## 引文:
Flink DataStream转换操作
1.Single-DataStream操作
- 1.Map[DataStream -> DataStream]
调用用户定义的MapFunction对DataStream[T]数据进行处理,形成新的DataStream[T],其中数据格式可能会发生变化,常用作对数据集内数据的清洗和转换。
import org.apache.flink.api.common.functions.MapFunction
import org.apache.flink.api.scala._
import org.apache.flink.streaming.api.scala.{DataStream, StreamExecutionEnvironment}
object SourceTest {
def main(args: Array[String]): Unit = {
val env = StreamExecutionEnvironment.getExecutionEnvironment
val dataStream = env.fromElements(("a",3),("d",4),("c",2),("c",5),("a",5))
//map操作
val mapStream: DataStream[(String,Int)] = dataStream.map(t => (t._1, t._2 + 1))
//MapFunction操作
mapStream.map(new MapFunction[(String,Int),(String,Int)] {
override def map(t: (String, Int)): (String, Int) = {
(t._1,t._2 + 1)

## 待完成任务:
把上面这段讲Flink DataStream转换的引文，从“import org.apache.flink.api.common.functions.MapFunction”起一直到“(t._1, t._2 + 1))”为止，一字不改地照抄一遍。 只根据上面的引文作答，不要借助其他资料。

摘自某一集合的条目
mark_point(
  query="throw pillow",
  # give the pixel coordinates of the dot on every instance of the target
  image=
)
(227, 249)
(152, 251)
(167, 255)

## 参考答案:
import org.apache.flink.api.common.functions.MapFunction
import org.apache.flink.api.scala._
import org.apache.flink.streaming.api.scala.{DataStream, StreamExecutionEnvironment}
object SourceTest {
def main(args: Array[String]): Unit = {
val env = StreamExecutionEnvironment.getExecutionEnvironment
val dataStream = env.fromElements(("a",3),("d",4),("c",2),("c",5),("a",5))
//map操作
val mapStream: DataStream[(String,Int)] = dataStream.map(t => (t._1, t._2 + 1))